WHAT TO DO: Do not carry the pictures over; copy every other part of the entries exactly.

MATERIAL FOR THIS TASK:
[START]
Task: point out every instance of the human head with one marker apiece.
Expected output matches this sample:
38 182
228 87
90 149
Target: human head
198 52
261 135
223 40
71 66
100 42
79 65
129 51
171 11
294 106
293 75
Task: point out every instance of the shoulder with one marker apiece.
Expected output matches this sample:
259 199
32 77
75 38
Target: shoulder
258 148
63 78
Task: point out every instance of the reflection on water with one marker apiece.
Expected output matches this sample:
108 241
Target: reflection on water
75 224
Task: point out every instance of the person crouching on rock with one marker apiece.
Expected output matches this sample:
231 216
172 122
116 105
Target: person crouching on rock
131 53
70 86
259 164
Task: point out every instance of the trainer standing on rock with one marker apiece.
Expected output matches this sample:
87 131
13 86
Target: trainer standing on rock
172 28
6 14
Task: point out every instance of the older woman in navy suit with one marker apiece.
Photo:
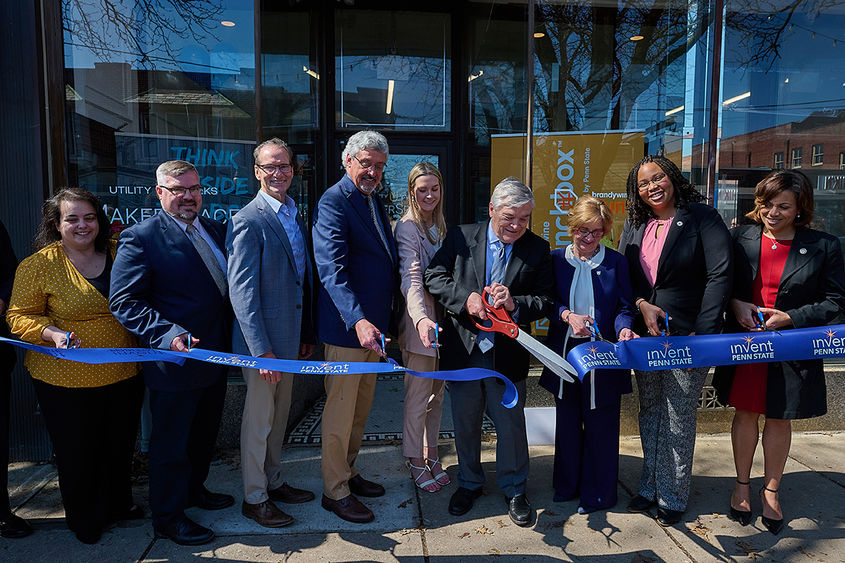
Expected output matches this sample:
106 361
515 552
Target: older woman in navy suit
592 290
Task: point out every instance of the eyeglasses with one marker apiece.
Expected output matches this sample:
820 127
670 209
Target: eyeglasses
378 167
179 191
273 168
656 179
584 233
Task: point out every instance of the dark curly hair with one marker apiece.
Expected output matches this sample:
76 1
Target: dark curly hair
685 193
48 231
778 181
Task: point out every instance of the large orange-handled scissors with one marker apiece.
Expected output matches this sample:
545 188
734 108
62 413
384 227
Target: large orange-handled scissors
501 321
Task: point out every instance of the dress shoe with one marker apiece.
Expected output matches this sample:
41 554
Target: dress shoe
185 532
212 501
640 504
774 526
462 500
741 516
519 509
667 517
363 488
744 517
14 527
290 495
349 508
266 514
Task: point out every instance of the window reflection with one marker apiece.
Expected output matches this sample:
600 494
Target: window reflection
393 70
171 80
788 57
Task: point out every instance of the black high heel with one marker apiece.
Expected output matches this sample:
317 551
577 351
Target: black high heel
774 526
741 516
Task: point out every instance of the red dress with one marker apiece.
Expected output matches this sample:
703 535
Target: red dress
748 391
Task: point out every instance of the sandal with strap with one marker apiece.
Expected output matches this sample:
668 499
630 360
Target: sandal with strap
741 516
427 483
442 478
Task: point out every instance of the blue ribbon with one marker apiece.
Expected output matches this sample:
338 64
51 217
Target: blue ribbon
122 355
656 353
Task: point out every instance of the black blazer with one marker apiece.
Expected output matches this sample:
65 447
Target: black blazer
812 292
458 269
693 279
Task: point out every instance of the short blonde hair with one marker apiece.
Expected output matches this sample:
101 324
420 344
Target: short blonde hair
413 212
588 209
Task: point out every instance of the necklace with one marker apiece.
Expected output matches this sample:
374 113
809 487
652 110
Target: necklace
773 239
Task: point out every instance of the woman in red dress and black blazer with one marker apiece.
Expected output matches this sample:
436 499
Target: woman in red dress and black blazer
794 276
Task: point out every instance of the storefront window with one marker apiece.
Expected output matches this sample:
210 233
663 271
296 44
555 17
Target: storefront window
174 80
783 95
393 70
290 77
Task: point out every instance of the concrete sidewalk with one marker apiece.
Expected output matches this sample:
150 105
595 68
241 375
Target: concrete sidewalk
412 525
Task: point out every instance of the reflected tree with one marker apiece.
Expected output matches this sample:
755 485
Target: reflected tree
139 31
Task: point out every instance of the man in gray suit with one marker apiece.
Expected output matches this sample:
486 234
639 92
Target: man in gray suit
270 286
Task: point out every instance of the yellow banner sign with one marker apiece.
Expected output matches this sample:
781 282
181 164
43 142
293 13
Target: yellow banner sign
567 166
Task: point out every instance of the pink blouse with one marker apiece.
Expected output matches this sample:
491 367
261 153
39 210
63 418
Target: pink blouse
652 246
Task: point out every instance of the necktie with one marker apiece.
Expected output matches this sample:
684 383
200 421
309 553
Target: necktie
497 274
371 204
208 258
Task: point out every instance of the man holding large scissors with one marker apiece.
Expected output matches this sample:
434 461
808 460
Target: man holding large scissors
513 266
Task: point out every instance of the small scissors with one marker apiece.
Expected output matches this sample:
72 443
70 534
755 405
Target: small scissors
595 331
761 324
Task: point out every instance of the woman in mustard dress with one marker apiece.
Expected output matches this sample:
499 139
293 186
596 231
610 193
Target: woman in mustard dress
60 299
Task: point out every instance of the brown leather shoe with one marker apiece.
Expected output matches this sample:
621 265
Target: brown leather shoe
363 488
266 514
290 495
349 508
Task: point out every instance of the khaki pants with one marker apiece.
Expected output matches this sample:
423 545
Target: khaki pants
423 406
348 401
263 427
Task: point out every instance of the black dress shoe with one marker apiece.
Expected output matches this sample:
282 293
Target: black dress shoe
185 532
349 508
667 517
212 501
742 516
462 500
519 509
774 526
640 504
363 488
14 527
290 495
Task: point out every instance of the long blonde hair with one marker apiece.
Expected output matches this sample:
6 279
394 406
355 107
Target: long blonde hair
413 212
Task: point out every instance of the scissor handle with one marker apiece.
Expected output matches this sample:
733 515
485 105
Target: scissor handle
500 320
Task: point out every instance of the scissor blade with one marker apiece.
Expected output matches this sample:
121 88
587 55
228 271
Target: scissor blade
545 354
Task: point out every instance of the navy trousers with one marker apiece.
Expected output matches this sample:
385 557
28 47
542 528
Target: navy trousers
586 449
469 400
185 426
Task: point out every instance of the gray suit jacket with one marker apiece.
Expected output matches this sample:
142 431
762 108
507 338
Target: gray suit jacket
273 311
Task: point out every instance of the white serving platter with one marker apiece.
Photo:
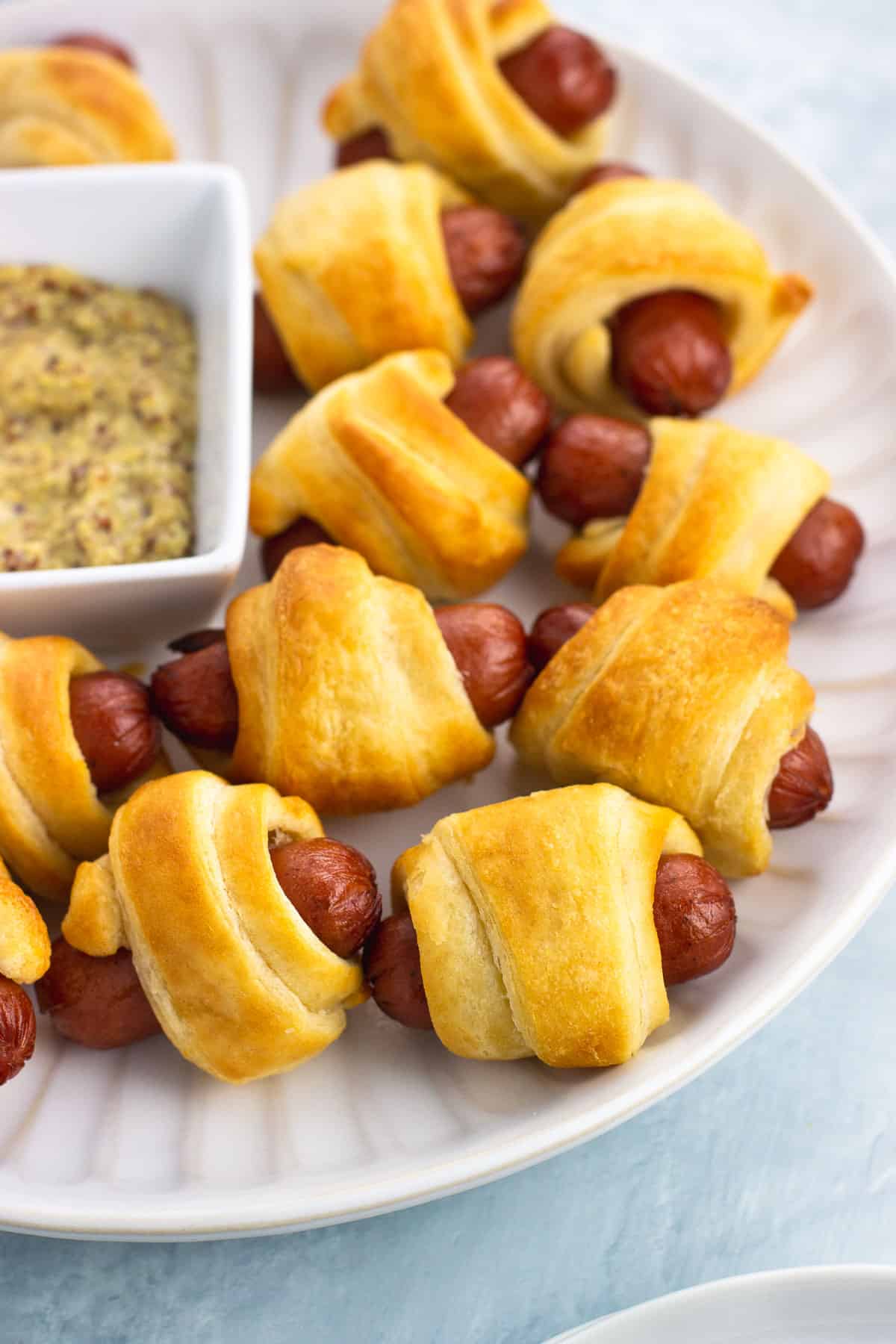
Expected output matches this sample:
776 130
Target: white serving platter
137 1144
830 1304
[END]
RIGHT ANSWER:
Task: point out every instance of the human head with one marker apiece.
Expected output matches this sample:
38 182
228 87
90 149
Target: human head
198 52
261 135
223 40
71 66
100 42
79 65
129 51
171 11
294 106
293 75
Task: point out every instance of the shoulder with one marker apiece.
Expected output matches this sample:
259 199
32 77
75 38
Target: shoulder
258 148
63 78
Task: point out every instance of the reflection on water with one marker apiece.
Expected output matches this sample:
108 241
Target: reflection on water
75 224
Task: point out every instance of the person crouching on rock with one marker apiece.
Expected output matches this sample:
231 216
172 122
116 105
Target: person crouching on rock
131 53
70 86
259 164
Task: point out every instance of the trainer standing on rock with one marker apiece.
Expected output matches this sample:
87 131
13 86
Target: trainer standing on rock
172 28
6 14
Task: point out every instance of the older woman in navy suit with one marker apiece.
Photo:
Expected output matches this sample:
106 361
515 552
Target: older woman in navy suit
592 290
Task: point out every instance of the eyeglasses with one marker apiece.
Expected output matches this sample:
820 127
670 209
Target: eyeglasses
378 167
179 191
273 168
656 179
584 233
Task: point out every instance of the dark curly hair with one marker apiece.
Expected output matches this sample:
76 1
Target: dark curly hair
685 193
48 231
778 181
Task: point out every instance of the large orange-handled scissors with one marker apiece.
Expected output matches this sample:
545 188
734 108
62 413
384 227
Target: large orange-handled scissors
501 321
Task: point out every instance of the dress shoe with one marker apiece.
Expected output matches this sample:
41 554
Target: dress shoe
185 532
212 501
640 504
774 526
462 500
741 516
519 509
667 517
363 488
744 517
14 527
290 495
349 508
266 514
Task: point out every instance of the window reflection with one marker apiece.
Expected output matches this sample:
600 494
Target: window reflection
393 70
171 80
788 57
Task: point out every instance of the black high heel with one marker apiece.
Expected output matches this sample:
317 551
577 351
Target: black high heel
774 526
741 516
Task: point out every instance of the red dress with one marker apiece.
Expected output matches this sample:
703 535
Target: red dress
748 391
Task: point out every instance of the sandal with strap with one marker apiece.
Expected output matches this sample:
668 499
630 360
Target: sandal with strap
741 516
427 483
442 478
Task: point out every instance of the blue ribbon with one marker apiece.
Expected output matches this sample:
338 64
51 217
Target: blue ribbon
122 355
656 353
Task: point out every instance of the black blazer with one marker apiece.
Expected output matches this sample:
65 447
Target: black blazer
812 292
458 269
693 279
Task: point out every instance of the short blonde hair with one marker apiece.
Expected output matches this sample:
101 324
420 344
Target: short blonde hair
413 212
588 209
Task: point out every instance of the necklace with one marker apiece.
Expected output matches this sample:
374 113
809 487
652 110
Target: necklace
773 239
Task: point out every instance of the woman in red dress and black blazer with one marker apiece.
Expected output matches this sample:
436 499
Target: woman in red dress and black blazer
794 276
Task: point out every instance of the storefront window with one marker apiece.
Expected output matches this sample:
210 233
663 271
296 44
555 17
Target: storefront window
174 80
783 95
393 70
290 77
Task: point out every instance of the concrete sidewalk with one marker apiece.
Expected output matches this sample:
150 105
595 68
241 375
Target: concrete sidewalk
412 525
Task: point out every instance of the reflected tree with one marker apiece.
Expected output matches this sample:
755 485
Target: reflected tree
139 31
Task: point out every instance of the man in gray suit with one marker apiece.
Expected output matches this sample:
486 234
639 92
Target: man in gray suit
270 286
Task: point out every instance of the yellow banner sign with one marker apiece.
Expected output matches this sample:
781 282
181 164
43 142
293 13
Target: yellow banner sign
567 166
Task: point out every instance of the pink blouse with one marker apiece.
Expected output matches this sample:
491 367
261 153
39 210
63 418
Target: pink blouse
652 246
Task: point out every instance of the necktie with one marker apiece.
Expected output matches this sample:
684 383
200 421
309 553
Target: necktie
497 274
371 204
208 258
Task: point out every instance of the man holding large scissors with one marker apiece.
Expected output matches this sample:
434 461
808 460
Target: man holding large scissors
513 266
Task: point out every instance of the small scissors with one marker apiece.
Expected output matches this sample:
72 443
70 534
755 405
Target: small scissors
595 331
761 324
Task: point out every instance of the woman in mustard dress with one marker apiece.
Expected output matches this sample:
499 139
293 186
596 231
610 193
Target: woman in mustard dress
60 299
Task: point out every instance of the brown leather shoe with one marker apiece.
Expected output matches this sample:
621 265
Target: brown leather shoe
363 488
266 514
290 495
349 508
Task: point out every instance of the khaki pants with one marker apiece.
Expected output matches this sample:
423 545
Target: khaki pants
423 406
348 401
263 427
Task: point out every instance of the black dress shoe with one marker apiece.
Expected output matches this sample:
282 293
Target: black dress shoe
185 532
349 508
667 517
212 501
742 516
462 500
519 509
774 526
640 504
363 488
14 527
290 495
Task: point out every instance of the long blonde hair with one marker apiece.
Expected output matches this sample:
6 279
394 406
355 107
Target: long blonde hair
413 212
Task: point out every instance of the scissor handle with one marker apiece.
Expected output matches this sample:
733 515
485 105
Target: scissor handle
500 320
Task: point out every instance of the scissor blade with one marker apiece.
Expected output matches this sample:
121 88
587 55
228 271
Target: scissor blade
545 354
Task: point out every instance of the navy trousers with one marker apiece.
Expected output matches this sample:
385 557
28 47
542 528
Target: navy trousers
586 449
469 400
185 426
Task: point out every instance of the gray suit jacket with one marker apiece.
Expected output matches this sample:
142 431
762 108
507 338
Target: gray suit jacket
273 311
Task: point out every instance of the white serving platter with one marker apiece.
Photo:
Expected output matches this sample:
776 130
Target: white serving platter
137 1144
830 1304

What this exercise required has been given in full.